• _EXCERPT_
--------------------------------

The term “suspension of disbelief” – coined in 1817 by the philosopher Samuel Taylor Coleridge – refers to a willingness to suspend one’s critical faculties and believe the unbelievable; sacrificing reality, common sense, doubt and complexity on the altar of a pretend reality, convenience and oversimplification; infusing a semblance of truth into an untrue narrative.  

Suspension of disbelief characterized the 1977-79 President Carter policy toward Iran, energizing Ayatollah Khomeini, ignoring or underestimating his track record and his radical, supremacist and violent worldview.  The betrayal of the Shah transformed Teheran from “the US policeman in the Gulf” to the worst enemy of the US.

Currently, the suspension of disbelief undermines the US posture of deterrence and vital US national security and commercial interests.  It was demonstrated by President Obama, who – irrespective of Middle East reality – referred to the brutally-intolerant, terror-driven, anti-US, anti-infidel, repressive, tumultuous Arab Tsunami as the Arab Spring “casting off the burdens of the past,” “a story of self determination,” “a democratic upheaval,” “a peaceful opposition,” “rejection of political violence” and “a transition toward (multi-sectarian, multi-ethnic) democracy.”

--------------------------------

• _WORK TO DO_
[A] Please write out the excerpt word for word between "Suspension of disbelief characterized" and "enemy of the US.", inclusive.
[B] According to the excerpt, in what year was the term "suspension of disbelief" coined?
The records after this have no connection to the excerpt.

--------------------------------

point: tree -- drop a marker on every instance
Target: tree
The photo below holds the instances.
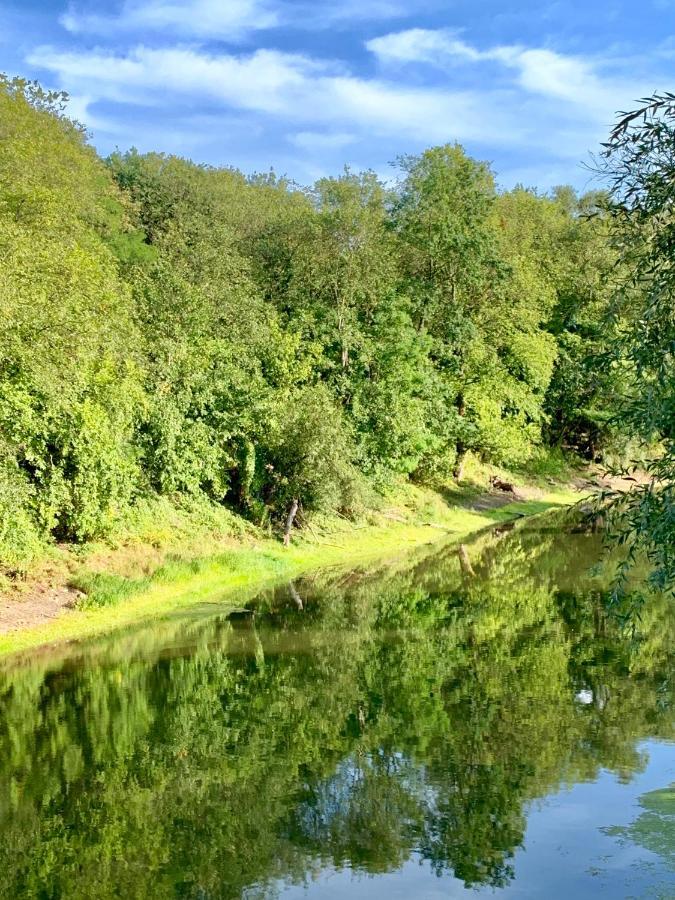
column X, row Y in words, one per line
column 638, row 162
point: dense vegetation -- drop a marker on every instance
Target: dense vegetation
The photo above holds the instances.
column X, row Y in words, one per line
column 170, row 329
column 639, row 164
column 315, row 738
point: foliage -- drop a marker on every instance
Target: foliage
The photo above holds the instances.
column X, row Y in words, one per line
column 171, row 330
column 639, row 163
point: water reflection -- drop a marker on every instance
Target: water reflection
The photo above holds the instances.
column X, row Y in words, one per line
column 355, row 720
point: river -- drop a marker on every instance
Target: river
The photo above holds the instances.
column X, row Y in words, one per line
column 455, row 722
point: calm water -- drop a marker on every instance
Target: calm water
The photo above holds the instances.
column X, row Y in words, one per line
column 459, row 723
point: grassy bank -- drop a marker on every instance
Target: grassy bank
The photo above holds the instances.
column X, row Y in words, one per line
column 172, row 564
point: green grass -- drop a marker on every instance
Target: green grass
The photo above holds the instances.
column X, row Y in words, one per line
column 144, row 579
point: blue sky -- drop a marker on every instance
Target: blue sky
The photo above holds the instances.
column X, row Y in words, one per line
column 308, row 87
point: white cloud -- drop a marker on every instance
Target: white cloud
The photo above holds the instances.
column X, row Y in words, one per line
column 437, row 47
column 314, row 140
column 226, row 19
column 538, row 71
column 296, row 88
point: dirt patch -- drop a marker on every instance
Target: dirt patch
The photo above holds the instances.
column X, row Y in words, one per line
column 495, row 499
column 39, row 605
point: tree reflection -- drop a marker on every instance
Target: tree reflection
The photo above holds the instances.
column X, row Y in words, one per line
column 417, row 709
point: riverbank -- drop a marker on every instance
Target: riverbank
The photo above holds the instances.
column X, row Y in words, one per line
column 101, row 588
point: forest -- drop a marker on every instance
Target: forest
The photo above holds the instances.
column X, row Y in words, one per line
column 179, row 331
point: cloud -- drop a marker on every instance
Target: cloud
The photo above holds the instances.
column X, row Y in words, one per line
column 538, row 71
column 292, row 87
column 228, row 20
column 313, row 140
column 215, row 19
column 422, row 45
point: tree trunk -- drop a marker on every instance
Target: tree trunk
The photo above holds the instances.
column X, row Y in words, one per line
column 289, row 521
column 465, row 562
column 458, row 470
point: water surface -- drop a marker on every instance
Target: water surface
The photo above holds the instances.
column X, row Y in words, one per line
column 456, row 722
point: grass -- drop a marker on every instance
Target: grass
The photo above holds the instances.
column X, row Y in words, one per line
column 169, row 560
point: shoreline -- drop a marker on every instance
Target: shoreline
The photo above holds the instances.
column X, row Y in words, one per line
column 223, row 576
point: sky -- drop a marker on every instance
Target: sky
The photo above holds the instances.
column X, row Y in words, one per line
column 308, row 87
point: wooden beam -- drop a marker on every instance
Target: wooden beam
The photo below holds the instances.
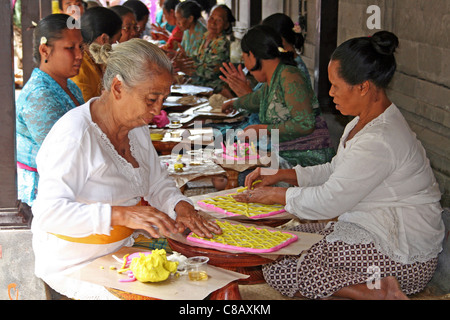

--------------------------------

• _RESULTS FOR EACH TASK_
[A]
Suspension of disbelief characterized the 1977-79 President Carter policy toward Iran, energizing Ayatollah Khomeini, ignoring or underestimating his track record and his radical, supremacist and violent worldview.  The betrayal of the Shah transformed Teheran from “the US policeman in the Gulf” to the worst enemy of the US.

[B] 1817